§ **AIM**:
Reproduce word for word the lines of the entries below, starting with the line that contains "Q: give x and y for each instance of the green" and continuing through the end of the entries.

══════════════════════════════

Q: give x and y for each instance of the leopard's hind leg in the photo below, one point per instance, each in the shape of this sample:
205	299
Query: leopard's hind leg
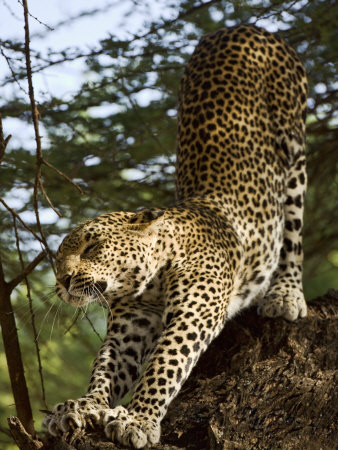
285	296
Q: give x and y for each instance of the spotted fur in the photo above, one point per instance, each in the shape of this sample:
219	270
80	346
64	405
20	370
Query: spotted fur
172	277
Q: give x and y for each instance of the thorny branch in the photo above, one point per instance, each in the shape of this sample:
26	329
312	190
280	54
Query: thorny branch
3	141
30	301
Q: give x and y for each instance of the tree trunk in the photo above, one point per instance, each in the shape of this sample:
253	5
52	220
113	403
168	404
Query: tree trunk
262	384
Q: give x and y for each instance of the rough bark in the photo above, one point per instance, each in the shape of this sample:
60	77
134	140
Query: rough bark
262	384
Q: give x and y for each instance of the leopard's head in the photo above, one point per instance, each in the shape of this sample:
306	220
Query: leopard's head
109	257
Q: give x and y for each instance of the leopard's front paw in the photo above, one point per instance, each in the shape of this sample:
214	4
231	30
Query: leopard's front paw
130	429
287	303
71	415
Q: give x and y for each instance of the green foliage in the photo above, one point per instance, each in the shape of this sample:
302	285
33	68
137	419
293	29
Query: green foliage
115	137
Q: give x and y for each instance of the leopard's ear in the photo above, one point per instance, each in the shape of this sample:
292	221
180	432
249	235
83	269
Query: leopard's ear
146	216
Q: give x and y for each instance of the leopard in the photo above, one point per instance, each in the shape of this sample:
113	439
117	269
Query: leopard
172	277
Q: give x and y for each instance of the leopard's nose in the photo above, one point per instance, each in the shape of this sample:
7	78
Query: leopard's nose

══════════════════════════════

§ **ANSWER BELOW**:
Q: give x and y for each instance of the green foliage in the photo above, one point per instance, each in the shape of this sample:
302	285
33	68
137	419
293	29
Query: green foliage
115	137
Q: give x and y for each instance of the leopard's ear in the photo above, one point per instance, each in the shape of this sample:
292	221
180	432
249	235
83	269
Query: leopard's ear
146	216
Q: give x and y for each instance of the leopard in the photo above, one point per instance, each in the shape of this sample:
113	439
117	269
Query: leopard
172	277
Q: give x and y for each instance of the leopard's nose in the photo above, one point per instance, each in the shape of this sample:
7	78
Query: leopard's nose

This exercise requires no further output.